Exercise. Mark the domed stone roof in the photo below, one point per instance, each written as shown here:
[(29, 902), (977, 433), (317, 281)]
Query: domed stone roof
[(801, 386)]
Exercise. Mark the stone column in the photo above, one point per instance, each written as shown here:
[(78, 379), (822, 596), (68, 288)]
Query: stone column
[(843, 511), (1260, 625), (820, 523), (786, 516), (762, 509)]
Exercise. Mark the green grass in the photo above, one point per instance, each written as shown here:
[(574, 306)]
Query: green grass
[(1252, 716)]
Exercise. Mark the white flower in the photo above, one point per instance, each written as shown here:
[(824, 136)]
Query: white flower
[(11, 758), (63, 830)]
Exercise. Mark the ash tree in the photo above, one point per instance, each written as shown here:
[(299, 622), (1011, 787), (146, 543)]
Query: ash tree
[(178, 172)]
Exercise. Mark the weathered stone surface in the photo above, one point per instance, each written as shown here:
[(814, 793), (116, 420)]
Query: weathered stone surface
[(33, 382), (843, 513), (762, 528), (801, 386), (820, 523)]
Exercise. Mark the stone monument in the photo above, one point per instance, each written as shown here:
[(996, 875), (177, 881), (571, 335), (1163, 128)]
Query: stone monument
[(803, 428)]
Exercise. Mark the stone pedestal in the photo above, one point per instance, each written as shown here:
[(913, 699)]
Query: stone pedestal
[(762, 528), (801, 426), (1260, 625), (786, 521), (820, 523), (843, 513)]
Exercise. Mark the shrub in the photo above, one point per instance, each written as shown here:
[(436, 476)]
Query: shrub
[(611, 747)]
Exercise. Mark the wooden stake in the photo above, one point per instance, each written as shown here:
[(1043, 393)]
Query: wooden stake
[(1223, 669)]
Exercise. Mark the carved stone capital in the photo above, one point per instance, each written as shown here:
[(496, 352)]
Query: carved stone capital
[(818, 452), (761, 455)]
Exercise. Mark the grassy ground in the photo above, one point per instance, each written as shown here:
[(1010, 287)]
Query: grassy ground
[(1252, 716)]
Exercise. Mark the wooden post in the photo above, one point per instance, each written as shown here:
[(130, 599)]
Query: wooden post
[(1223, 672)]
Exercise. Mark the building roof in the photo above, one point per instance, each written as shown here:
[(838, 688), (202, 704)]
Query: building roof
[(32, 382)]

····················

| About this task |
What is wanted is the full set of entries above, reproduced exactly.

| Your solution |
Exercise. Mark the domed stone roof in the photo below, one point per instance, each written as shown here:
[(29, 902), (977, 433), (317, 281)]
Query: domed stone roof
[(801, 386)]
Exercise. Mark the stone column in the photo above, one point per instance, each written as shown here:
[(78, 379), (822, 596), (68, 288)]
Query: stone column
[(843, 511), (1260, 625), (820, 523), (786, 516), (762, 509)]
Exercise. Mark the green grass in the photo above, one point per instance, each written as shown here:
[(574, 306)]
Query: green grass
[(1252, 716)]
Exercise. Mark the white flower in the photo above, one point per instance, each written as shown here:
[(824, 136)]
Query: white flower
[(11, 758), (63, 830)]
Exercise. Mark the ash tree in the photo above, one point per instance, each written as shown here:
[(299, 622), (1011, 787), (146, 543)]
Query: ash tree
[(178, 172)]
Exercise. Mark the weathered stone surface in the photo above, one point per instance, each written as shown here:
[(814, 793), (116, 420)]
Query: weathered stone surface
[(33, 382), (843, 513), (762, 528), (801, 386), (820, 523)]
Exercise. Mark the stone monument in the photo above, one point per instance, each written as shown here:
[(996, 875), (177, 881), (571, 335), (1163, 128)]
Query: stone monument
[(803, 428)]
Exercise. Mark the stone pedestal in the photo above, one point per instance, each written as shown here:
[(913, 699)]
Query: stone pedestal
[(762, 528), (801, 426), (1260, 625), (786, 521), (820, 523), (843, 513)]
Exercise. Mark the shrub in the photo above, one point per instance, each written as shown here:
[(436, 476)]
Query: shrub
[(611, 747)]
Exercise. Mark the wooden stake in the photo above, one point per instance, each written as shown here:
[(1043, 393)]
Query: wooden stake
[(1223, 669)]
Exercise. Mark the carved stone capital in the photo above, one point per instance, each written as shown here:
[(496, 352)]
Query: carved stone capital
[(818, 452), (761, 455)]
Exercise. Mark the grassy ground in the photo above, one point per instance, each written as shown here:
[(1010, 287)]
Query: grassy ground
[(1252, 716)]
Exercise. Mark the wooden post in the photo above, one point per instance, each written as shown here:
[(130, 599)]
Query: wooden post
[(1223, 672)]
Exercise. Mark the building roof in the photo above, one point per instance, each written as shown here:
[(838, 688), (202, 704)]
Query: building roof
[(32, 382)]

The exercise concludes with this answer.